* **Tasks to perform**
1. Translate this sentence from the 1932 letter below into Spanish: "I have been picking cotton and guess I will this evening."
2. From the 1932 letter below, print everything from "How many time" down to "I wanted too." without any changes.

* **Document excerpt**
Thursday, October 24, 2013

Cornice Cox to Louise Westbrook, Historical Letter, 1932

Bentonville, N. C.
                                September 12, 1932
 

Dear Louise,
I am writing to let you know I got an invitation to Mr. And Mrs. Walter Giddings' chicken fry at Mrs. Mary Stevens' home, Wednesday night, September the fourth tenth. Grace, Emma, and Lester are invited and she said to please see that Mary Britt got there. Well I guess if nothing happens to keep me away I will be at your house before very late. The very time we said something about going over there isn't it?
    What have you been doing this morning? I have been picking cotton and guess I will this evening.
    How many time I have thought of you since last night. It seems you are ever on my mind. I really do love you and I can't help it, that is if I wanted too.

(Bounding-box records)

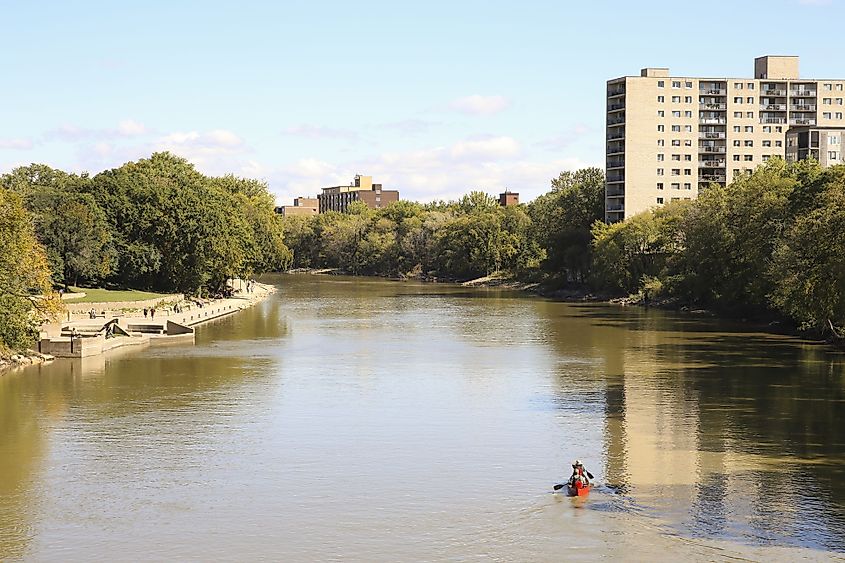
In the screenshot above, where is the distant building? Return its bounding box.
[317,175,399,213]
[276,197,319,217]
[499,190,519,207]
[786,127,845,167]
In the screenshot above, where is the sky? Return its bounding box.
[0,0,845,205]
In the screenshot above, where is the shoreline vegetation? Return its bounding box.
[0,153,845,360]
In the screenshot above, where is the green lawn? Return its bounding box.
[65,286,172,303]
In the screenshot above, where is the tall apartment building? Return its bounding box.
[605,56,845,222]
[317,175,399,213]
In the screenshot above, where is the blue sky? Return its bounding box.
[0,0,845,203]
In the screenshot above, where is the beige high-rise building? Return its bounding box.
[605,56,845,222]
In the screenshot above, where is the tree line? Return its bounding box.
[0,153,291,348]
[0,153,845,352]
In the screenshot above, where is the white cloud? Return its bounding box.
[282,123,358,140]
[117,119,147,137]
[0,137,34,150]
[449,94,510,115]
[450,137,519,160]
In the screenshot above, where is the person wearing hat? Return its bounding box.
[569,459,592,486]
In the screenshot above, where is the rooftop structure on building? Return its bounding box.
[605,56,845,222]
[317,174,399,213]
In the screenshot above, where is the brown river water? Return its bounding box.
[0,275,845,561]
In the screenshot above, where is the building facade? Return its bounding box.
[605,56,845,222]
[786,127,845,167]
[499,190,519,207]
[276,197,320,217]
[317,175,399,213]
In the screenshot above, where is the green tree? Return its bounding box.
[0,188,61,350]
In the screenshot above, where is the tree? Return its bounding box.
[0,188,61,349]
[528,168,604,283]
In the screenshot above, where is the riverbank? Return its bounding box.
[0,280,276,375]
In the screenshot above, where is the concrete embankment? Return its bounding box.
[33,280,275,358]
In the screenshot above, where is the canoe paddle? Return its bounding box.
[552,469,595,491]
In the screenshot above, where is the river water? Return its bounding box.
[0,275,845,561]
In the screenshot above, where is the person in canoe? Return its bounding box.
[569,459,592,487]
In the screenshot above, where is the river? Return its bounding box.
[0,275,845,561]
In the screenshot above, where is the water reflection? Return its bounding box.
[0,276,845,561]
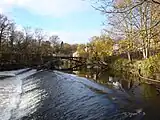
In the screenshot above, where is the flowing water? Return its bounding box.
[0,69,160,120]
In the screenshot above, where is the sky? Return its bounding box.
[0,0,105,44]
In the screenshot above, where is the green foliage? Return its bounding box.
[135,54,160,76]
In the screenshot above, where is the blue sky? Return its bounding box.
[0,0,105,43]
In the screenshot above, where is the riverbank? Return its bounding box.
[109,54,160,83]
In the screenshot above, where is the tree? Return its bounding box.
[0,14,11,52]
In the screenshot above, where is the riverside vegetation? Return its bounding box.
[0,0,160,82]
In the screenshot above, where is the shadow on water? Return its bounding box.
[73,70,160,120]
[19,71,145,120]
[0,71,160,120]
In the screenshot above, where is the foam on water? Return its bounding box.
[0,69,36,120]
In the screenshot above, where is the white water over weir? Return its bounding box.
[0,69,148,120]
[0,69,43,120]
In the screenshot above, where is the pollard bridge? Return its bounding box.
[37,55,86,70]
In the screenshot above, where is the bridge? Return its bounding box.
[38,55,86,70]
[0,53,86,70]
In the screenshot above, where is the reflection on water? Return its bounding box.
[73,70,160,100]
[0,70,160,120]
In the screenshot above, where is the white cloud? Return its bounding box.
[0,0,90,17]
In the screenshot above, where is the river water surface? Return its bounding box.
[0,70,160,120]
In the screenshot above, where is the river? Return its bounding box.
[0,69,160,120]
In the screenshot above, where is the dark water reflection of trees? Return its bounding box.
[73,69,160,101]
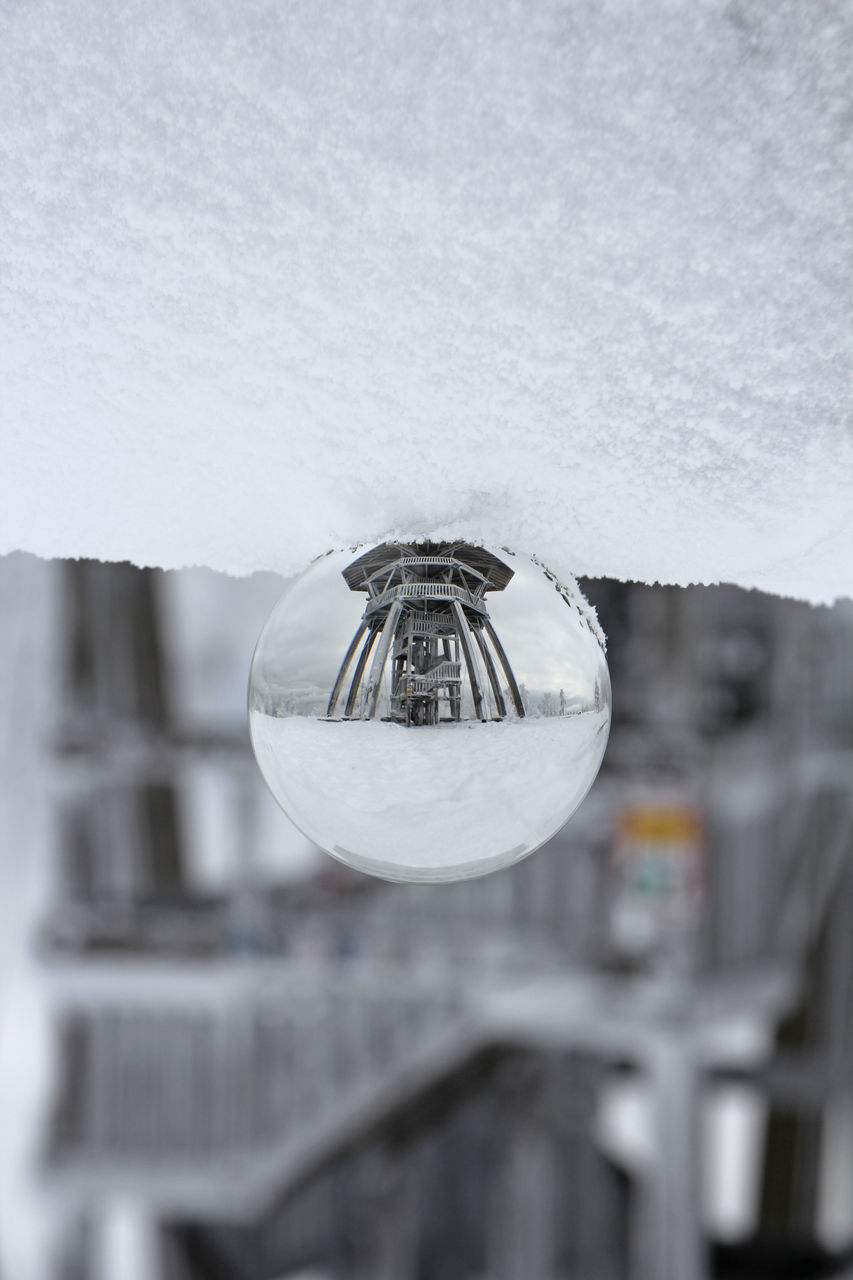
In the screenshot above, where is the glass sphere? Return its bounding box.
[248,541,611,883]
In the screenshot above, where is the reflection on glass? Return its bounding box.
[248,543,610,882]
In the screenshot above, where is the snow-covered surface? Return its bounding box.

* **The responses**
1. He estado recogiendo algodón y supongo que lo haré esta tarde.

2.
How many time I have thought of you since last night. It seems you are ever on my mind. I really do love you and I can't help it, that is if I wanted too.